**Task requirements:**
1. Could you set down everything from "Part 1: Emboldened" down to "enhance their claims." in the essay on emboldened Nazis in America, word for word?
2. Can you condense the paragraph of the essay on emboldened Nazis in America that begins "During Donald Trump's first term" into a short list of its main facts?

Part 1: Emboldened Nazis in America
You saw it at Donald Trump’s second inauguration: Elon Musk gave his heart. Was it a Sieg Heil or wasn’t it? The gesture was a conversation starter, a social media firestorm, and a fixation in the “legacy” media. Some argue it was Musk making an awkward gesture. Others contest it was more than that – because he did it twice. Some coupled it with posts Musk had made on X, which could be viewed as anti-Semitic to enhance their claims.
Regardless of your interpretation, there’s an undeniable darkness nearby.
While it may not be Trump or Musk directly, people who believe in the Nazi cause have been emboldened by the ascension of Trump and latch onto his inflammatory, nationalist rhetoric. They feel his words affirm their beliefs. But please, don’t be naïve enough to think Nazis haven’t been in America since the 1930s. They’ve always been here – they just weren’t as loud and their emblems and flags weren’t seen as often or flown as high. Donald Trump didn’t create neo-Nazis but his candidacy and presidency has evoked a response from them. Whether Trump desires or intends to evoke that response is irrelevant because it exists. The media will press him on the issue – and as Trump has demonstrated, he’ll need to be pushed hard to disavow.
During Donald Trump’s first term, Nazis, Klansmen, and far-right militia members marched through Charlottesville, Virginia in the “Unite the Right” rally on August 12, 2017. Tiki torches, hoods, Sieg Heils, and Swastikas in hand, the “Right” protested the removal of a statue honoring Robert E. Lee, a prominent Confederate general in the American Civil War. When a car drove into the counter-protesters, dozens were injured and 32-year-old Heather Heyer was killed.
A stream of widespread condemnation came – from Democratic and Republican lawmakers, including US House Speaker Paul Ryan and Senator Mitch McConnell – from first lady Melania Trump – then from Donald Trump, who shared the condemnation of the violence initially. Three days later, he famously declared there were “very fine people on both sides,” a move many saw as his nod of approval.
But, to those of you who are outraged – why are you surprised?

Referring expression pointing data:

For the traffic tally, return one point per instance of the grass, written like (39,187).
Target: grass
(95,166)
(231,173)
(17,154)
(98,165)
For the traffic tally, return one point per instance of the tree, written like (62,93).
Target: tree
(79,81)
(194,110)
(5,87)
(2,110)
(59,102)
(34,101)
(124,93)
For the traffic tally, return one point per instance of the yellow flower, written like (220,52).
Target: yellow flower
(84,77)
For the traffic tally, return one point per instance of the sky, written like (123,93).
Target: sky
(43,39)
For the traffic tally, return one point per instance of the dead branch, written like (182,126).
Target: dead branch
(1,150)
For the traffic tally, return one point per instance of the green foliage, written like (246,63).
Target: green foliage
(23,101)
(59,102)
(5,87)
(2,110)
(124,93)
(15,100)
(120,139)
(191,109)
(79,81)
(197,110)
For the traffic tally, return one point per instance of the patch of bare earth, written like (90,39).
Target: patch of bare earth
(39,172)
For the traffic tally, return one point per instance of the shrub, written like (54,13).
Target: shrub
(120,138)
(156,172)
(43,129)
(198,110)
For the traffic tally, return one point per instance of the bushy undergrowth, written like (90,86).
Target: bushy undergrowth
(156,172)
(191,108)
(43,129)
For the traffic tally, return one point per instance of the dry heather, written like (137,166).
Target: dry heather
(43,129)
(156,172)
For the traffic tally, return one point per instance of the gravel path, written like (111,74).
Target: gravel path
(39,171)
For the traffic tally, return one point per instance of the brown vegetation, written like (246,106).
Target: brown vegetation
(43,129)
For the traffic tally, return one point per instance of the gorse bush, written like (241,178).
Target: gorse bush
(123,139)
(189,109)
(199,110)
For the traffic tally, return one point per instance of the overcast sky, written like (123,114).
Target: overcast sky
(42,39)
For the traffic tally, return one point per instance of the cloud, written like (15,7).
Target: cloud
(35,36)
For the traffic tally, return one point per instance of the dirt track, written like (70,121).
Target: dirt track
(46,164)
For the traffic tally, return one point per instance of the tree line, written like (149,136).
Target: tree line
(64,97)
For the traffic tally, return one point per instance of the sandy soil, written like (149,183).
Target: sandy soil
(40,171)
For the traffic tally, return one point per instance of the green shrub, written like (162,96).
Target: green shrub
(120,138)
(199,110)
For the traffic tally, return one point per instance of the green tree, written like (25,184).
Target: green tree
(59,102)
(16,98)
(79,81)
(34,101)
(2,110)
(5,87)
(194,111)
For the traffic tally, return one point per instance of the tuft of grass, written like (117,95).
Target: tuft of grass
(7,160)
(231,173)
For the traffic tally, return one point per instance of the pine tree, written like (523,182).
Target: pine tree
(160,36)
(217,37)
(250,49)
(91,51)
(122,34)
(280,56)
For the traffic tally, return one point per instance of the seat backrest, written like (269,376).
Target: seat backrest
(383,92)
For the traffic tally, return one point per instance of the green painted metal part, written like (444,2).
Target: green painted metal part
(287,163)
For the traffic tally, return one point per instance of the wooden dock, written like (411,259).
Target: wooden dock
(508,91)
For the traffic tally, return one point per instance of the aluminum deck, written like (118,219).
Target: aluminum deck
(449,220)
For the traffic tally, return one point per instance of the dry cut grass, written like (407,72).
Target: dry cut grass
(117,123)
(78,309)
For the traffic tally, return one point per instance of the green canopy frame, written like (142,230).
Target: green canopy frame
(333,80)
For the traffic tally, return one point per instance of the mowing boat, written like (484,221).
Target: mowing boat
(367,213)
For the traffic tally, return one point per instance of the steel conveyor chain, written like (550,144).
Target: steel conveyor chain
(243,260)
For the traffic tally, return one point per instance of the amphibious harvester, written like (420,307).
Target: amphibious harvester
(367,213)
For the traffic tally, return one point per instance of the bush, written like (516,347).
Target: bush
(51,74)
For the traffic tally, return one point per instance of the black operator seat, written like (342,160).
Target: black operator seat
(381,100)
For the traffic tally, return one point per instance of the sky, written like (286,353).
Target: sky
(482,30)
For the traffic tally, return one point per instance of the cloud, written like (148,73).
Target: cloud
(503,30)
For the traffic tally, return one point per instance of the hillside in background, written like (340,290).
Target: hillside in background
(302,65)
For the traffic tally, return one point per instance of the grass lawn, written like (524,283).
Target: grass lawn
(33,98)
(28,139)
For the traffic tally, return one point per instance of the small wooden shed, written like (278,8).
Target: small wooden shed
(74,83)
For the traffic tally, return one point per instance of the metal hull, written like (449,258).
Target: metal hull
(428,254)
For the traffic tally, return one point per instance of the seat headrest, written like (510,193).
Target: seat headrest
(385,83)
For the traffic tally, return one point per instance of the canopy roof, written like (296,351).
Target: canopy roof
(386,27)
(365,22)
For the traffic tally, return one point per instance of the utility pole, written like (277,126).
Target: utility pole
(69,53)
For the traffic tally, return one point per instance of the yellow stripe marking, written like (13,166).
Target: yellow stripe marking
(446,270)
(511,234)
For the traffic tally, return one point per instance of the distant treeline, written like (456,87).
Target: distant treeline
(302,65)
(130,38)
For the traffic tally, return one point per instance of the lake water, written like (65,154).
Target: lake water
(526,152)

**Answers by task:**
1.
Part 1: Emboldened Nazis in America
You saw it at Donald Trump’s second inauguration: Elon Musk gave his heart. Was it a Sieg Heil or wasn’t it? The gesture was a conversation starter, a social media firestorm, and a fixation in the “legacy” media. Some argue it was Musk making an awkward gesture. Others contest it was more than that – because he did it twice. Some coupled it with posts Musk had made on X, which could be viewed as anti-Semitic to enhance their claims.

2.
- Nazis, Klansmen, and far-right militia members marched through Charlottesville, Virginia, in the "Unite the Right" rally on August 12, 2017, during Donald Trump's first term.
- They carried tiki torches and swastikas, wore hoods, and gave Sieg Heils.
- They were protesting the removal of a statue honoring Robert E. Lee, a prominent Confederate general in the American Civil War.
- A car drove into the counter-protesters, injuring dozens and killing 32-year-old Heather Heyer.